Rabu, 08 Maret 2023

SHÌ ZHÈNG YÁN DAN TZU CHI


 

 

 

(Bagian Kedua dari Dua Tulisan)

 

 

Pada bagian terdahulu diceritakan bahwa pada awal musim semi atau permulaan tahun 1963, Jǐn Yún yang saat itu berusia 26 tahun resmi ditahbiskan oleh Master Yìn Shùn menjadi seorang bhiksuni, dengan nama Dharma Zhèng Yán (lebih sering ditulis 'Cheng Yen'). Mulai hari itu dan selanjutnya selama 32 hari dia tinggal di Vihara Lin Ji, untuk mempelajari sila-sila dasar bagi seorang bhiksuni yang sudah ditahbiskan.

 

Setelah itu Bhiksuni Zhèng Yán pulang ke pondok mungil yang telah dibangun oleh Bapak Xǔ Cōng Mǐn, yang terletak di belakang Vihara Pǔ Míng. Di sana sampai Oktober 1963 dia membaca dan mempelajari Sutra Bunga Teratai. Karena dia menolak persembahan makanan dan keperluan sehari-hari, penghidupannya menjadi tidak mudah. Pada Oktober di tahun yang sama Zhèng Yán mulai mengajarkan Sutra Ksitigarbha di Kuil Tzu Shan, Hualien, selama sekitar delapan bulan. Yang menonjol dalam pengajarannya, dia menggunakan bahasa yang sederhana untuk menjelaskan Dharma yang sangat dalam maknanya, serta mengaitkannya dengan contoh permasalahan yang biasa dihadapi orang awam dalam kehidupan sehari-harinya. Pengikutnya bertambah dengan cepat dan dia segera mendapat sebutan 'Suhu Zhèng Yán'.

■ **TUGAS YANG DIKERJAKAN**
a. Menurut bacaan tentang Zhèng Yán, sutra apa yang mulai diajarkannya di Kuil Tzu Shan, Hualien, pada Oktober 1963?
b. Kembalikan tanpa perubahan penggalan bacaan tentang Zhèng Yán dari "Setelah itu Bhiksuni" sampai dengan "sebutan 'Suhu Zhèng Yán'.".
c. Lanjutkan bacaan tentang Zhèng Yán, dimulai setelah kalimat terakhir yang tercantum.

■ **CUPLIKAN KUMPULAN DATA**
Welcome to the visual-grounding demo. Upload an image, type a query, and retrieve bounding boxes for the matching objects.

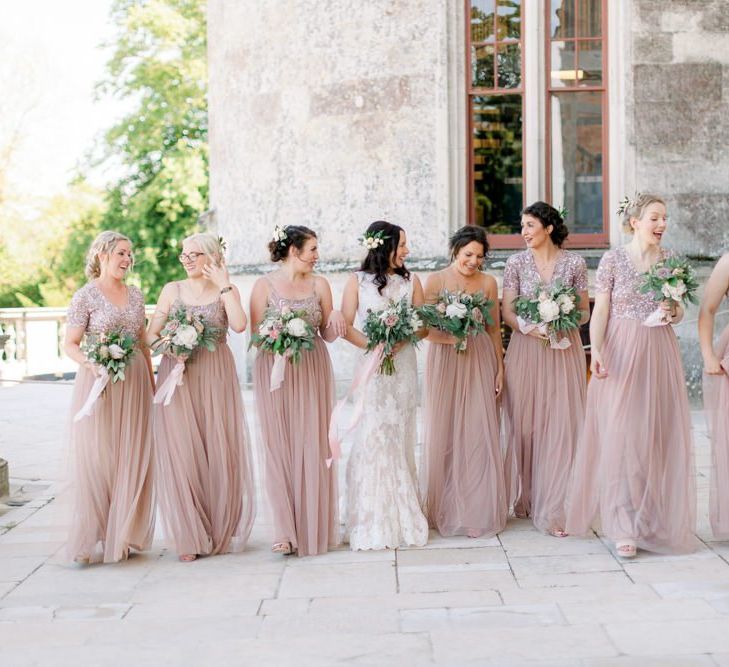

■ **HASIL TIAP TUGAS**
a. Sutra Ksitigarbha.

b.
Setelah itu Bhiksuni Zhèng Yán pulang ke pondok mungil yang telah dibangun oleh Bapak Xǔ Cōng Mǐn, yang terletak di belakang Vihara Pǔ Míng. Di sana sampai Oktober 1963 dia membaca dan mempelajari Sutra Bunga Teratai. Karena dia menolak persembahan makanan dan keperluan sehari-hari, penghidupannya menjadi tidak mudah. Pada Oktober di tahun yang sama Zhèng Yán mulai mengajarkan Sutra Ksitigarbha di Kuil Tzu Shan, Hualien, selama sekitar delapan bulan. Yang menonjol dalam pengajarannya, dia menggunakan bahasa yang sederhana untuk menjelaskan Dharma yang sangat dalam maknanya, serta mengaitkannya dengan contoh permasalahan yang biasa dihadapi orang awam dalam kehidupan sehari-harinya. Pengikutnya bertambah dengan cepat dan dia segera mendapat sebutan 'Suhu Zhèng Yán'.

c.
 

Meskipun baru berusia 26 tahun banyak pendengarnya yang langsung terpukau, ketika dia mengungkapkan filosofi dari India yang sudah berusia lebih dari 2.500 tahun. Setelah dia selesai berceramah, orang-orang terkesima, dan banyak di antara mereka yang bersedia menjadi pengikutnya. Ajarannya kemudian menjadi sangat populer di kalangan penduduk setempat, dan beberapa perempuan muda terinspirasi untuk menjadi muridnya. Salah satu yang berjodoh menjadi siswa pertamanya adalah Shì Dé Cí (釋德慈), selanjutnya kita panggil Suhu Cí, seorang perempuan lajang yang telah bertahun-tahun bercita-cita menjadi seorang bhiksuni. Setelah menetap selama delapan bulan di Kuil Tzu Shan, pertengahan tahun 1964 Suhu Zhèng Yán kembali ke Vihara Pǔ Míng, dan dia telah menerima empat orang siswa lagi.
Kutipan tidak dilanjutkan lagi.